List each line from the items below that contains the string "panel", copying every such line in full.

----

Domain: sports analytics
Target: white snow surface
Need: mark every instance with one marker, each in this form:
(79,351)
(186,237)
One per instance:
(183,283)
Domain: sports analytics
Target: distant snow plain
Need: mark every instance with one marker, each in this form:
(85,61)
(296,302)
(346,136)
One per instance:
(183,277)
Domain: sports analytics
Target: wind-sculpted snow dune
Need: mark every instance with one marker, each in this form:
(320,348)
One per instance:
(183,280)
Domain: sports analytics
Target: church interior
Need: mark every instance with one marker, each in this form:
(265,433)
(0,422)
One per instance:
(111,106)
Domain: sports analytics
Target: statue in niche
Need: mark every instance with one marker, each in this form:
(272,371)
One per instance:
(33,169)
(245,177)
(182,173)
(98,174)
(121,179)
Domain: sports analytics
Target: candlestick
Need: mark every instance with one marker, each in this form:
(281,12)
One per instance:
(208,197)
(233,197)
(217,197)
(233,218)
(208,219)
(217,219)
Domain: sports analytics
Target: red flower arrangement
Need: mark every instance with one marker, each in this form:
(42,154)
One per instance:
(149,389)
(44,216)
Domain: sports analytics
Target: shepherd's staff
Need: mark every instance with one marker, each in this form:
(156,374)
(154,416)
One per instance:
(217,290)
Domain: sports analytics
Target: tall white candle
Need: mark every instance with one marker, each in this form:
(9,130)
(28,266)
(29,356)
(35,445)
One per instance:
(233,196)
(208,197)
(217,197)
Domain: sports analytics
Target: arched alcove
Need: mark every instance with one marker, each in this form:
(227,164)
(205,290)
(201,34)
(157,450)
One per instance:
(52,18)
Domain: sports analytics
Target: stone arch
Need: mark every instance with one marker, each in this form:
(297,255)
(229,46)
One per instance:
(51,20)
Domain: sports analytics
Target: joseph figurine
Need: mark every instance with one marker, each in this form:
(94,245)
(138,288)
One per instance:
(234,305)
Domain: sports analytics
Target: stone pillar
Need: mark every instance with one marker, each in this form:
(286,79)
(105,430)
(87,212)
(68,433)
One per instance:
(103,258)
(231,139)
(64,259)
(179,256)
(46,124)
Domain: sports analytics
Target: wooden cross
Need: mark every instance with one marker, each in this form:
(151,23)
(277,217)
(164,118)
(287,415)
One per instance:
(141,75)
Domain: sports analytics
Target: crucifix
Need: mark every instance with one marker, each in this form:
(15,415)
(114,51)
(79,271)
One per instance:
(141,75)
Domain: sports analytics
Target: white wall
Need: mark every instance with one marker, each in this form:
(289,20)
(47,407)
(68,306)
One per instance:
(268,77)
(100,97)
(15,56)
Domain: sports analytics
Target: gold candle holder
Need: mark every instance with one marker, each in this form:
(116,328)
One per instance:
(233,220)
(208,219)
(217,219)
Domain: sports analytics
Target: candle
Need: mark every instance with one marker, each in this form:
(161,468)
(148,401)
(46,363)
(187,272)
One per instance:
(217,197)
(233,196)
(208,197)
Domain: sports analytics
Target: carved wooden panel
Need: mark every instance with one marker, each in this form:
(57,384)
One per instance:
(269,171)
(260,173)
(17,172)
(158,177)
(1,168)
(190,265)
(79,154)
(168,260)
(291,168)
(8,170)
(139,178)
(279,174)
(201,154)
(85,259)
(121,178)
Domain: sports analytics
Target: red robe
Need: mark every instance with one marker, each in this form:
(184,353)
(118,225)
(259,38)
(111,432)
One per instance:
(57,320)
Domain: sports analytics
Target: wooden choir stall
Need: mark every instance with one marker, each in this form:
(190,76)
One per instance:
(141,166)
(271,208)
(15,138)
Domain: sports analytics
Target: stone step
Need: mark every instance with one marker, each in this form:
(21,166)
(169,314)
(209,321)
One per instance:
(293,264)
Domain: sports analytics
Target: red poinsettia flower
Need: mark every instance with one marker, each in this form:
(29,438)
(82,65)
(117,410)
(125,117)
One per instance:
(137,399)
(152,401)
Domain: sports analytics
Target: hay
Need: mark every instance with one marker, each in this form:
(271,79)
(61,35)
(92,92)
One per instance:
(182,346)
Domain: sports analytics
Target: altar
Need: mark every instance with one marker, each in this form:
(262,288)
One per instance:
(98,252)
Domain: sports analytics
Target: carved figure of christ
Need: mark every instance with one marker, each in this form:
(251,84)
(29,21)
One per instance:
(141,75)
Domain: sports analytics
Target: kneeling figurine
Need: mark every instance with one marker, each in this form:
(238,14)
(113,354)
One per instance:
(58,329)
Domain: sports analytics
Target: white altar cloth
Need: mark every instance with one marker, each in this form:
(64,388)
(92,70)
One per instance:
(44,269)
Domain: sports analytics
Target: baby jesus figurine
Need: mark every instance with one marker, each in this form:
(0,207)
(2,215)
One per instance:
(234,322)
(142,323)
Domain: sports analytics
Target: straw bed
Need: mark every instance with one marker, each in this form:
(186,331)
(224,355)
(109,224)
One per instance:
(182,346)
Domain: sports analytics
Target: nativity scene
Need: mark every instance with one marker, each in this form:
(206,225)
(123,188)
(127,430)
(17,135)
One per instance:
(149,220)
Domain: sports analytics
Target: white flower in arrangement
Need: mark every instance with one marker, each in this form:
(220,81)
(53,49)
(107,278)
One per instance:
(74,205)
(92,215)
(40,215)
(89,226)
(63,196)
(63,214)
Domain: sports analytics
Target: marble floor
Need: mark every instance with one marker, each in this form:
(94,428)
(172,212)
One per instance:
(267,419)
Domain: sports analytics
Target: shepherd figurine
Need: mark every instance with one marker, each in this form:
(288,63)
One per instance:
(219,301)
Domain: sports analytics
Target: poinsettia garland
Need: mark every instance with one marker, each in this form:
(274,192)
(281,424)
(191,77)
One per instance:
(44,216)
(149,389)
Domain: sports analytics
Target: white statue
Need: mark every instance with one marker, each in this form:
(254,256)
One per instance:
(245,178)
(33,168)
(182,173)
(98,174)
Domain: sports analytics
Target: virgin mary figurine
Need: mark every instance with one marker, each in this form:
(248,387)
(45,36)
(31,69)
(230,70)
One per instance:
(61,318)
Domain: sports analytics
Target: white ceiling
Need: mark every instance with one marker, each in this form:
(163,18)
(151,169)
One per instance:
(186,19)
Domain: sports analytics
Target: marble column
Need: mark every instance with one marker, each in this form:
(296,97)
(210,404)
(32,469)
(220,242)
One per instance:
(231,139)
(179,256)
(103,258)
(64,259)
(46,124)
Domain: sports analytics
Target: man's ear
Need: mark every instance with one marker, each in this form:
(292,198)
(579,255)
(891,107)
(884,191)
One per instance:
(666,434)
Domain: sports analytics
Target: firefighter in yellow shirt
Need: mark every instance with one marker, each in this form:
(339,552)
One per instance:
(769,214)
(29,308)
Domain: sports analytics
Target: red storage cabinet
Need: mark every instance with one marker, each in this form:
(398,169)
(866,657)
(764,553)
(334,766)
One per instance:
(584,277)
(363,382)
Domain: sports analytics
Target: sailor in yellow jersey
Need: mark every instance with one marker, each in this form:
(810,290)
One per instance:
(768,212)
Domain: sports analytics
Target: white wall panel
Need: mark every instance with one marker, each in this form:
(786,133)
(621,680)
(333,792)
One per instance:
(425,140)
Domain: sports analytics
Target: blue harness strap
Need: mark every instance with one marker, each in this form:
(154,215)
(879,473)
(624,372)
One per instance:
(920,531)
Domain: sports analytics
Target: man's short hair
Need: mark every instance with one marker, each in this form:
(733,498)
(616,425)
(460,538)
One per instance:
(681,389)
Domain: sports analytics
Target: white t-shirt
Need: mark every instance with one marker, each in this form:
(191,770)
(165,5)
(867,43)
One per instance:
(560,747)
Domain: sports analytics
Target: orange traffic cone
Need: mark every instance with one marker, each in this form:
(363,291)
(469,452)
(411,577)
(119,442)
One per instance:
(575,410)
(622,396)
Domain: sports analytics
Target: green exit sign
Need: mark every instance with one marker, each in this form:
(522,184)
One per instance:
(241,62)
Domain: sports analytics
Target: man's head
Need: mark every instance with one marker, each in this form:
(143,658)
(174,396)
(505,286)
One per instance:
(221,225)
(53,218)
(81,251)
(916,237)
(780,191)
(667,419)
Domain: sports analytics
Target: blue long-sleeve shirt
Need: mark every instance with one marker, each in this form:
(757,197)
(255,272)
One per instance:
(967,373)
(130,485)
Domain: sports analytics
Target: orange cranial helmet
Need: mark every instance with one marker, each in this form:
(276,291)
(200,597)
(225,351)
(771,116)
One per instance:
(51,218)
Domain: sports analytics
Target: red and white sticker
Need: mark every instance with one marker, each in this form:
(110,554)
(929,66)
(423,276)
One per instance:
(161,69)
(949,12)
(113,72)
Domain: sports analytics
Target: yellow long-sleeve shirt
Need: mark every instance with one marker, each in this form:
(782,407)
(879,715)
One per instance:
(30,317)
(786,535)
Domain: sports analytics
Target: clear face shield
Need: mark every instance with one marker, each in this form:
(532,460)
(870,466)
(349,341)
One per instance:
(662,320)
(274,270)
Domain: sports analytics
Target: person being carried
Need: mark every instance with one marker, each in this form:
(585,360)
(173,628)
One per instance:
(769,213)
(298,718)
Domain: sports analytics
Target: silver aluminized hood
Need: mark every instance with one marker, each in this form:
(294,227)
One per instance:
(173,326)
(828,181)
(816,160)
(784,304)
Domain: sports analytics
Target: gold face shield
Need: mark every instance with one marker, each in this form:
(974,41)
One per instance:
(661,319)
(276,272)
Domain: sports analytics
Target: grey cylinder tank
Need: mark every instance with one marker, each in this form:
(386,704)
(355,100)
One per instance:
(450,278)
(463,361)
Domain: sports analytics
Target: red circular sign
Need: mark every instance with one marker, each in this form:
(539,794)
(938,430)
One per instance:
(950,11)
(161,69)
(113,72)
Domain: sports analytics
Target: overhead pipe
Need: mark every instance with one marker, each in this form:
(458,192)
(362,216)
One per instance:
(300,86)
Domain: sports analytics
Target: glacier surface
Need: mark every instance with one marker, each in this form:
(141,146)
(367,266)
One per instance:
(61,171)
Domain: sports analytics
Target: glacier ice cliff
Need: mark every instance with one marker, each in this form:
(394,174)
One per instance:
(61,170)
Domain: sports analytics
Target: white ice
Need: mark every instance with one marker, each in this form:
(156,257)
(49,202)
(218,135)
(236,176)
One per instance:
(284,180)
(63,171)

----

● **FULL SOLUTION**:
Target: carved wooden panel
Target: white wall panel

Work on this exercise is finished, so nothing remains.